Ejercicios →
1. Transcriba del texto sobre la seguridad en la UNAM el pasaje que comienza en las palabras "Es cierto que" y concluye tras las palabras "los de siempre.".
2. Responda, con base en el texto sobre la seguridad en la UNAM, las siguientes preguntas:
(a) ¿De qué equipo era aficionado el hombre asesinado en el Estadio Universitario?
(b) ¿Qué nombre reciben las cabezas de los grupos enquistados en la burocracia universitaria?
(c) ¿Qué cifra sobrepasa la comunidad universitaria solo en Ciudad Universitaria?
3. Prosiga el texto sobre la seguridad en la UNAM a partir de su última oración.

Si el hombre asesinado en el Estadio Universitario el fin semana hubiera sido un aficionado de los Pumas y no del Cruz Azul, hoy la UNAM estaría cerrada e incendiada politicamente.
Es cierto que todos los gobiernos han querido manipular a la UNAM. El discurso de intereses externos, de manos negras y de infiltraciones que buscan intervenir en la vida universitaria tiene mucho de verdad, pero también se ha desgastado por el abuso que de él han hecho los grupos enquistados desde hace décadas en la burocracia universitaria, dedicados a vivir de su presupuesto y cobijados con la bandera de la autonomía universitaria. Las cabezas de esos grupos son la llamada Casta Dorada.
Después de lo que pasó en el Estadio Universitario tras un partido de fútbol profesional, está claro que no todo es un complot o una conspiración contra la universidad como sugieren los desplegados de siempre, firmados por los de siempre.
Lo que ocurre en la UNAM ya no puede soslayarse. La muerte de una persona a manos de integrantes del cuerpo de seguridad institucional obliga, además de a perseguir un homicidio, a revisar la estructura completa de cuidado de la comunidad universitaria y resguardo de sus instalaciones y patrimonio.
El asesinato de Rodrigo Mondragón puso sobre la mesa un hecho incontrovertible e inadmisible: la seguridad de una comunidad que solo en Ciudad Universitaria sobrepasa las 100,000 personas, está en manos de un cuerpo paramilitar tan mal capacitado y seleccionado, que alberga personas con antecedentes penales y, ahora lo sabemos por la mala, homicidas.

Sección de datos →
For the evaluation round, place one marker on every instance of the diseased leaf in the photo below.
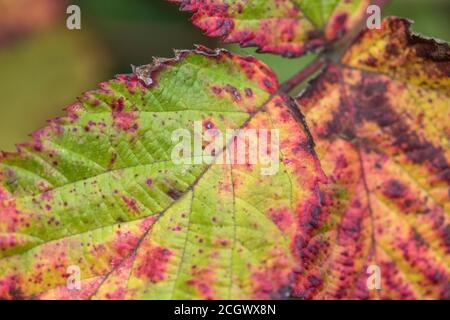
(98, 192)
(286, 27)
(22, 17)
(380, 121)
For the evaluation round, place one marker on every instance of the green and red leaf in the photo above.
(380, 121)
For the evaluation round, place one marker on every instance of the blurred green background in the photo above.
(44, 66)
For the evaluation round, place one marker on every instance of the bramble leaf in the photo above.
(97, 193)
(380, 121)
(287, 27)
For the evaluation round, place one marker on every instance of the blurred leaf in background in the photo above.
(44, 66)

Respuestas numeradas →
1.
Es cierto que todos los gobiernos han querido manipular a la UNAM. El discurso de intereses externos, de manos negras y de infiltraciones que buscan intervenir en la vida universitaria tiene mucho de verdad, pero también se ha desgastado por el abuso que de él han hecho los grupos enquistados desde hace décadas en la burocracia universitaria, dedicados a vivir de su presupuesto y cobijados con la bandera de la autonomía universitaria. Las cabezas de esos grupos son la llamada Casta Dorada.
Después de lo que pasó en el Estadio Universitario tras un partido de fútbol profesional, está claro que no todo es un complot o una conspiración contra la universidad como sugieren los desplegados de siempre, firmados por los de siempre.

2.
(a) Del Cruz Azul.
(b) La llamada Casta Dorada.
(c) Las 100,000 personas.

3.
La imputación de cuatro golpeadores asesinos es lo mínimo que requiere esta situación, pero ese fue trabajo de la Fiscalía de la CDMX. La UNAM tendría que hacer lo propio, que no es esperar al resultado de las investigaciones como anuncia su anodino comunicado, sino iniciar una reestructuración pública de todo el cuerpo de seguridad, que debería empezar por la destitución de Raúl Arcenio Aguilar Tamayo, secetario de Prevención, Atención y Seguridad Universitaria, herencia del rector Enrique Graue, y la remoción de toda la corrompida estructura debajo de él, pues ahí están los culpables no sólo del asesinato del fin de semana, también de no combatir ni la venta de droga, ni el robo de autos y motocicletas, y de permitir la instalación de los tianguiis de ambulantes dentro de la universidad, para cobrarles derecho de piso.
En paralelo, a casi dos años de haber tomado el cargo, el rector Leonardo Lomelí haría muy bien en someter a una evaluación de desempeño y resultados, urgente, a todo su equipo de colaboradores, pues tienen la costumbre ya probada varias veces, de dejarlo solo cada vez que hay una crisis en la UNAM.
Ayer mismo Patricia Dávila, la secretaria general de la universidasd que hace una semanas anunció y presumió un regreso a clases presenciales que no ocurrió y sigue sin ocurrir, pues al menos 16 escuelas o facultades mantienen actividades irregulares o de plano están tomadas y sin clases, encabezaba un evento con académicos en el teatro Juan Ruiz de Alarcón, y lo hacía con tal tranquilidad, que parecía que la universidad no viviera una crisis de inseguridad, ahora propiciada por su propio cuerpo de seguridad.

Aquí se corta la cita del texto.